▶ _Problem details_:
Rewrite all the records in full, requests included, and shift every answer point by adding 146 to both of its coordinates. Leave the numbers in the requests and their format samples as they are.

——

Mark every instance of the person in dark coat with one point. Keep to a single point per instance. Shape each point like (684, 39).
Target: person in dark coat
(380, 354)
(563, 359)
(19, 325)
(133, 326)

——

▶ _Answer for this exercise_:
Mark every instance of the person in dark coat with one point. Keep to a single point per instance. Shape each point like (684, 39).
Target: person in dark coat
(526, 500)
(709, 505)
(165, 471)
(279, 472)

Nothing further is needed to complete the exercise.